▶ _WRITTEN REQUEST_: Copy only this range: the line with "on the scooter" through the final line of the material, inclusive at both ends.

▶ _MATERIAL PROVIDED_:
↓↓↓
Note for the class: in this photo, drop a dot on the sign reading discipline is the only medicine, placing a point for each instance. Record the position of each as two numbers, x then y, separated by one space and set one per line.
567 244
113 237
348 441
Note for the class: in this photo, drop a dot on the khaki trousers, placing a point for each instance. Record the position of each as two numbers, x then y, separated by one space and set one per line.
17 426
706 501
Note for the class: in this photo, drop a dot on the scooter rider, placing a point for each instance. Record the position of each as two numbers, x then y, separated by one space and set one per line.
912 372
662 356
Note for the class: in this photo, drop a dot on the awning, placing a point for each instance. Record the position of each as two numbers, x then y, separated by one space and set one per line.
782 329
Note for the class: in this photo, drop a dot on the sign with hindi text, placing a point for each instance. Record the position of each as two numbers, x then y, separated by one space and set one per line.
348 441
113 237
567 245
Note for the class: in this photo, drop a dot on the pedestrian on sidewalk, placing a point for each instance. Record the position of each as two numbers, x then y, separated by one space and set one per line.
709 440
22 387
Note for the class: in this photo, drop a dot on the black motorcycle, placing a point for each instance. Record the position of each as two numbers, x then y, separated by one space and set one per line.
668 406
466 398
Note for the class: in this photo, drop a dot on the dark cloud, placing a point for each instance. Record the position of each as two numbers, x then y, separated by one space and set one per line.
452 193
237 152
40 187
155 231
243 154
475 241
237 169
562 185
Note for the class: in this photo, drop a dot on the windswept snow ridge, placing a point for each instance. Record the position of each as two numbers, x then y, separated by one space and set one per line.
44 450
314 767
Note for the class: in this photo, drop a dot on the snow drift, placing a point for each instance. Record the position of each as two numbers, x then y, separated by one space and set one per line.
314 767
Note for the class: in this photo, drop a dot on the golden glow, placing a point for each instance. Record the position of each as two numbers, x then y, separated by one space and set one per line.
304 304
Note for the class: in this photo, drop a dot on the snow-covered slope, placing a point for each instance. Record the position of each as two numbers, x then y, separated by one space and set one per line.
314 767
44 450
↑↑↑
▶ _EXERCISE ANSWER_:
Note for the class: in this photo, drop a dot on the scooter rider, placing a point for each instance. Record the position of each as two numbers, x then y, separated by one space and set one per line.
912 372
662 356
Note for the class: in this photo, drop a dot on the awning, placing a point for each instance. Record the position of each as two numbers, x then y, separated by one space and set one per line.
782 329
Note for the class: in this photo, drop a dot on the sign with hindi text, placing a point for each instance. Record the position of each as two numbers, x then y, separated by one space and set one per line.
348 441
113 237
567 245
Note for the class: in this photo, drop a dot on the pedestrian on sidewalk, placing a point for each instance. Record the position of each as two numbers, x then y, separated by one space and set one per line.
709 440
22 387
Note for the class: in this photo, drop a dot on the black motorcycle, placing a point for each instance. Record the position of each as two numbers, x then y, separated by one space and set one per line.
668 406
466 398
Note for the class: in this photo, drop a dot on the dark cloud, placing a point for each instance. Record the position of each as two numbers, x then y, separated by one space and set one per line.
452 193
237 152
40 187
155 231
243 154
475 241
237 169
562 185
Note for the class: in this photo, drop a dot on the windswept snow ridge, placing a point for each instance. Record the position of each as two numbers, x then y, separated by one space and set one per line.
44 450
314 767
Note for the class: in this photo, drop a dot on the snow drift, placing a point for each instance. Record the position of each as two numbers, x then y, separated by one space and set one per line.
314 767
Note for the class: in this photo, drop a dot on the golden glow, placing a point for each instance. Record the position of each as two numbers, x then y, separated by one space and set one per line.
304 304
Note for the class: in this photo, drop a dot on the snow-covered slope, placing a point for each instance. Record the position of each as two numbers, x then y, separated by one space and set one per line.
314 767
44 450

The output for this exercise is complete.